# Items from a data source:
Start of Block
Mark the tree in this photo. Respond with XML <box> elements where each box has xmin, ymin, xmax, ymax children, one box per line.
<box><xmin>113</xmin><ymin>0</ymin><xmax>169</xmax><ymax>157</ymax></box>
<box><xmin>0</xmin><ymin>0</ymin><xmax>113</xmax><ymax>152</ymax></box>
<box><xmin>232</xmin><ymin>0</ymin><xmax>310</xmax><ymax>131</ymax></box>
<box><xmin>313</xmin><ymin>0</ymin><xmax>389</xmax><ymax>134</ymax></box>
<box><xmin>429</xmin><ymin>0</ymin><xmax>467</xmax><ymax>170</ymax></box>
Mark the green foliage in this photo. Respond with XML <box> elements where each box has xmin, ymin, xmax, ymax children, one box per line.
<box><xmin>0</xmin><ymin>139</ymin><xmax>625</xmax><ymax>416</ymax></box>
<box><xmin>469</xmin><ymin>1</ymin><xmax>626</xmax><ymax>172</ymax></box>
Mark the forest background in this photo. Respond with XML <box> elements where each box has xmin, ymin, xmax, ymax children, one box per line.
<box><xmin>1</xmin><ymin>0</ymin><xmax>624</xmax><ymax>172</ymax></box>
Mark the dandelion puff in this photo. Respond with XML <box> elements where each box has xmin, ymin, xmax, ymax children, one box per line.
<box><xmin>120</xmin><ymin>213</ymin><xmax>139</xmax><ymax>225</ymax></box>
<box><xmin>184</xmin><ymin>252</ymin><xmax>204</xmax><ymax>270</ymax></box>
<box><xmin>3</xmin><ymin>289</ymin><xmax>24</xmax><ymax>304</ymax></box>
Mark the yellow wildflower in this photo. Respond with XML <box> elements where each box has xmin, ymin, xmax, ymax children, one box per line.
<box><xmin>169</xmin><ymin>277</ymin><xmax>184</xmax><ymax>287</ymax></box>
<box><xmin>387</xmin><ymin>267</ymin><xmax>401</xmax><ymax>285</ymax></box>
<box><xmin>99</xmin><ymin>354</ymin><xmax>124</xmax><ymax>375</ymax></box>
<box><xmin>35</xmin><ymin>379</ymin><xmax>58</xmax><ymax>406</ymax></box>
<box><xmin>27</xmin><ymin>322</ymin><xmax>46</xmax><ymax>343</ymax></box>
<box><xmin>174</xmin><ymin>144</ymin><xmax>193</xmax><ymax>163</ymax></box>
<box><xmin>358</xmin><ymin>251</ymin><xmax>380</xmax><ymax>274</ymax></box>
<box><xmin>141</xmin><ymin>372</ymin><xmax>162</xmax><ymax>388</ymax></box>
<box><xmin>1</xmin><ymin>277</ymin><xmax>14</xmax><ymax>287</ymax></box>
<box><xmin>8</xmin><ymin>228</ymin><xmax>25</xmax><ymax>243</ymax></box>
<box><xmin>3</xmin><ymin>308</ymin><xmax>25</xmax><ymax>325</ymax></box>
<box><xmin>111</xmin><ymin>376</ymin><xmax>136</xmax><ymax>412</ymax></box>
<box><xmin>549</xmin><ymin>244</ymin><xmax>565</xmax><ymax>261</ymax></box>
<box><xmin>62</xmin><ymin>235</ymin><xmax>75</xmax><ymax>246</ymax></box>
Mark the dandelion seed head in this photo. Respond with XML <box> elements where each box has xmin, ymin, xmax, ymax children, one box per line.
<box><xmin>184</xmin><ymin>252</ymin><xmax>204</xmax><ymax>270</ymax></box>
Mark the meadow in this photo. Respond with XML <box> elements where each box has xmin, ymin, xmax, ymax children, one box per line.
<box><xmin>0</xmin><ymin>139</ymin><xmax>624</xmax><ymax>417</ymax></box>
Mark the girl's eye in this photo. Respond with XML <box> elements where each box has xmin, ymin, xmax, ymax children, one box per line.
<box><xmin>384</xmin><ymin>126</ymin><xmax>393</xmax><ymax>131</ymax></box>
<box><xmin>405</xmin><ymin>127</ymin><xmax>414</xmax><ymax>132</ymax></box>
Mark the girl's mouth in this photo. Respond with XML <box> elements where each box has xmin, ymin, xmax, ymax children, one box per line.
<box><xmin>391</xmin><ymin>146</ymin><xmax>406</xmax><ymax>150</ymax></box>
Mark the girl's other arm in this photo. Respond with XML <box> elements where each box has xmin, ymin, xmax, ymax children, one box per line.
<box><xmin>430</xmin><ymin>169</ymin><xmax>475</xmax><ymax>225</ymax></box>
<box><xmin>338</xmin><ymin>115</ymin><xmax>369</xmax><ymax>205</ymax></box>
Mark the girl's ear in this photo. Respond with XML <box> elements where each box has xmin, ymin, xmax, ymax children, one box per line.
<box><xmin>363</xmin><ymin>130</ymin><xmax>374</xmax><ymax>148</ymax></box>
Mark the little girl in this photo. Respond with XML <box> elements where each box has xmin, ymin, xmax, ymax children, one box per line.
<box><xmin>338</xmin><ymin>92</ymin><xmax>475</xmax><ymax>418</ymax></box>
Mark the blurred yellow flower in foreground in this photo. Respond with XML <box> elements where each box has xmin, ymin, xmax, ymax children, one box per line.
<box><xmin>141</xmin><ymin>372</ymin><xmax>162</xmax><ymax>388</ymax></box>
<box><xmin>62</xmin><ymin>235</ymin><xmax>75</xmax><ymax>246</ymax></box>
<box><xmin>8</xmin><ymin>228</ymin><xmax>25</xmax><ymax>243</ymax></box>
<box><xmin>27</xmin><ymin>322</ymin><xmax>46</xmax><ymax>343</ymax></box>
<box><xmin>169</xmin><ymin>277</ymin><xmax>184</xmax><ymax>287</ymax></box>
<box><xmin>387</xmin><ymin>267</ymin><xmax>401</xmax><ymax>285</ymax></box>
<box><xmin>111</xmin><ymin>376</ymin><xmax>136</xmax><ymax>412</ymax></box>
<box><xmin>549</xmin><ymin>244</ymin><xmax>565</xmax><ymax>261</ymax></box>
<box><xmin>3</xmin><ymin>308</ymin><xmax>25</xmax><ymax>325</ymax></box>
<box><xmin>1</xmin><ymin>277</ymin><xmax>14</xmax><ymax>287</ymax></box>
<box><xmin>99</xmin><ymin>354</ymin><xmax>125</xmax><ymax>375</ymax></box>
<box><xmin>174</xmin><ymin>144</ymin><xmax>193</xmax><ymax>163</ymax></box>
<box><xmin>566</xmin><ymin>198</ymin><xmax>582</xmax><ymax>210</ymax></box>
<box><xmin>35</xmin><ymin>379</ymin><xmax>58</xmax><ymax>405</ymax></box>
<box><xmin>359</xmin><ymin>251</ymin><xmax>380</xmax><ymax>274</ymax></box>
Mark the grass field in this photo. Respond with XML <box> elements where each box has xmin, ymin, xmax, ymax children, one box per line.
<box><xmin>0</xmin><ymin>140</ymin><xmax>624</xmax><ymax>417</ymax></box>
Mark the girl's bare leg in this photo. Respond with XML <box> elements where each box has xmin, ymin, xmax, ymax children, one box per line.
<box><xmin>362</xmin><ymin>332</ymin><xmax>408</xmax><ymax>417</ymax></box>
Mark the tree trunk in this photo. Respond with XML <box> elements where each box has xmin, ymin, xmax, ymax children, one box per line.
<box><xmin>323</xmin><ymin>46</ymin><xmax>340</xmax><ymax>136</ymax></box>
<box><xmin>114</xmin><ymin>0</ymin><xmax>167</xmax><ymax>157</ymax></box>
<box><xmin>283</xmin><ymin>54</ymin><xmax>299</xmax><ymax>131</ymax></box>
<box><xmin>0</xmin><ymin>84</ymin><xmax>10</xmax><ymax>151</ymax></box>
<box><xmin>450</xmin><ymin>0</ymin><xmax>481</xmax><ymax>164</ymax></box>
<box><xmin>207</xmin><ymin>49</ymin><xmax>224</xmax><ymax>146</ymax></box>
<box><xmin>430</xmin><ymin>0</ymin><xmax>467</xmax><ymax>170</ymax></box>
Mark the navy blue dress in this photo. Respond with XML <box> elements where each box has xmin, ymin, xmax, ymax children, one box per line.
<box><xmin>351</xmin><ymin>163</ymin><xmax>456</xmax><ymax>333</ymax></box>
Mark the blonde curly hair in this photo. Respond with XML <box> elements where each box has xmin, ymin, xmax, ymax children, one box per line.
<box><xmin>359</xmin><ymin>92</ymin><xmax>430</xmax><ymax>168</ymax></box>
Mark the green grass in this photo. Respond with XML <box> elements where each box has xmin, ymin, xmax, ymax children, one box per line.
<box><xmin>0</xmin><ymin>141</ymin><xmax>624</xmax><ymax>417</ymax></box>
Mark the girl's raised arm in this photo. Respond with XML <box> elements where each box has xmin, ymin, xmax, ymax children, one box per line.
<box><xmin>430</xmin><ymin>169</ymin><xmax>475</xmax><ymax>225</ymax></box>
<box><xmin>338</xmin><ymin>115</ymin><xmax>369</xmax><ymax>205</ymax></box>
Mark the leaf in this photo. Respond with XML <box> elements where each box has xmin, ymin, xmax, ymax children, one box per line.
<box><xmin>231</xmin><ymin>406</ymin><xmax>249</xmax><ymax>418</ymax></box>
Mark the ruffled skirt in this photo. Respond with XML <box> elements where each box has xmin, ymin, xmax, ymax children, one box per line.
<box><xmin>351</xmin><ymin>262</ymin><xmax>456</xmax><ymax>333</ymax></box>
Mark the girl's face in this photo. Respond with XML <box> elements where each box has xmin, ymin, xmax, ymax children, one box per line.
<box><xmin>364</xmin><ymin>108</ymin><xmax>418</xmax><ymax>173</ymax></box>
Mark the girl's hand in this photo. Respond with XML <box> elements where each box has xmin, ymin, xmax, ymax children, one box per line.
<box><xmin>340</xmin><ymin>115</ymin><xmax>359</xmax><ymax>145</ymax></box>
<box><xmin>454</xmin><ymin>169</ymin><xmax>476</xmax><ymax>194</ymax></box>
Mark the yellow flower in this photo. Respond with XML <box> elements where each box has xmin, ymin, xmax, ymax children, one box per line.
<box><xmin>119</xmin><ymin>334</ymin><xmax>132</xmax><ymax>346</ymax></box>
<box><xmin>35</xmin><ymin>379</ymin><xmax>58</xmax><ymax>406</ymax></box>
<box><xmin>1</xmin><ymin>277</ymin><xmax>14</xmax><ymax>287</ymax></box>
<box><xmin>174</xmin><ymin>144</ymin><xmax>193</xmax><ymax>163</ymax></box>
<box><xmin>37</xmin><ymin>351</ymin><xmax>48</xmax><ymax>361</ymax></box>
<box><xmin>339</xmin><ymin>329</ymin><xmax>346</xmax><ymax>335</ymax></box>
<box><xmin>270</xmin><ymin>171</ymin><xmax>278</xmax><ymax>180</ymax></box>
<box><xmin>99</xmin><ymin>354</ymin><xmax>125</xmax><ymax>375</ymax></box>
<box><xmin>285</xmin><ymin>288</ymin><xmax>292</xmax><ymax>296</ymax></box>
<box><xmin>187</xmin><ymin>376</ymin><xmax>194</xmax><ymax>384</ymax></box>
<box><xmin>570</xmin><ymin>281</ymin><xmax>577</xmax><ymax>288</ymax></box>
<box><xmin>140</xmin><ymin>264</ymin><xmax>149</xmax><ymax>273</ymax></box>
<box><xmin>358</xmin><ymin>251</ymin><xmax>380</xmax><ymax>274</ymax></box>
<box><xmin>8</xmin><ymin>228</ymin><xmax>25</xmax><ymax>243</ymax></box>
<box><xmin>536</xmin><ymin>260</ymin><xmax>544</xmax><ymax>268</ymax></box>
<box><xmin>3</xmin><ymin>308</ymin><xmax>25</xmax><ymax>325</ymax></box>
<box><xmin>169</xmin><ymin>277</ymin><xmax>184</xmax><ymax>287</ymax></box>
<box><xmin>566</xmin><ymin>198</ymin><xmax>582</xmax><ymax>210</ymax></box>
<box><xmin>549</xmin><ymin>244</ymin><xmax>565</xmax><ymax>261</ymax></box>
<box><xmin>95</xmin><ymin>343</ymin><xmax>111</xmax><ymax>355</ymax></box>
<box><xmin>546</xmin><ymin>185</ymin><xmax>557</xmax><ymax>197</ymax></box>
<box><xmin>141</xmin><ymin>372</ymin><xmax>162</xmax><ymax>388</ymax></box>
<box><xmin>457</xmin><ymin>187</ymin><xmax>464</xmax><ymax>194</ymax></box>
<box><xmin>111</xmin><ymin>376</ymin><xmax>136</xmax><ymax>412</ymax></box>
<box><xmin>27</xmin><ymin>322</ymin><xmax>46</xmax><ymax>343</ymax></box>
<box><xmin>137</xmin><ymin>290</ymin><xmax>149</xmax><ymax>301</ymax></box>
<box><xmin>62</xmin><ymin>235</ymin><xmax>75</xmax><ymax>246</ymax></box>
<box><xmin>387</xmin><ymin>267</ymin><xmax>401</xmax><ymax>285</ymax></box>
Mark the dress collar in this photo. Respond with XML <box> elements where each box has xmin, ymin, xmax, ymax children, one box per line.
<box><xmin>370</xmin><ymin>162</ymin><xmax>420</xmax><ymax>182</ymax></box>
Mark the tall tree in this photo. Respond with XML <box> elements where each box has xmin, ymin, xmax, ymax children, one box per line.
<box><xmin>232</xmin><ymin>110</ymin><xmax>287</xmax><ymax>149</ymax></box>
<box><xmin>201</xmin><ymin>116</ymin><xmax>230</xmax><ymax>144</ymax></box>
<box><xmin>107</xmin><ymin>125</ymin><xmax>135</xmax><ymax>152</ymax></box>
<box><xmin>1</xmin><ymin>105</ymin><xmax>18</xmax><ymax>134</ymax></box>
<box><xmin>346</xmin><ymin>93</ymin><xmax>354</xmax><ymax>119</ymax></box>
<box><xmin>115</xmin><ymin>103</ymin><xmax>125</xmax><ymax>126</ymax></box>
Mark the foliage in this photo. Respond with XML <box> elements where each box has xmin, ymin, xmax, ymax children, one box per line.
End of Block
An exact copy of the lines from the one containing "Mark the dress" through the end of the entries is required, and nothing beyond them.

# Result:
Mark the dress collar in this photo. Respond with XML <box> elements where each box has xmin, ymin, xmax, ymax children, one box per line.
<box><xmin>370</xmin><ymin>162</ymin><xmax>420</xmax><ymax>182</ymax></box>
Mark the tall tree in this photo. Respond with XML <box> elements where each box has xmin, ymin, xmax, ymax children, one box per line.
<box><xmin>232</xmin><ymin>110</ymin><xmax>287</xmax><ymax>149</ymax></box>
<box><xmin>201</xmin><ymin>116</ymin><xmax>230</xmax><ymax>144</ymax></box>
<box><xmin>107</xmin><ymin>125</ymin><xmax>135</xmax><ymax>152</ymax></box>
<box><xmin>1</xmin><ymin>105</ymin><xmax>18</xmax><ymax>134</ymax></box>
<box><xmin>346</xmin><ymin>93</ymin><xmax>354</xmax><ymax>119</ymax></box>
<box><xmin>115</xmin><ymin>103</ymin><xmax>125</xmax><ymax>126</ymax></box>
Mark the foliage in this photo. Respond with XML <box> elements where each box has xmin, ymin, xmax, ymax children, one box per line.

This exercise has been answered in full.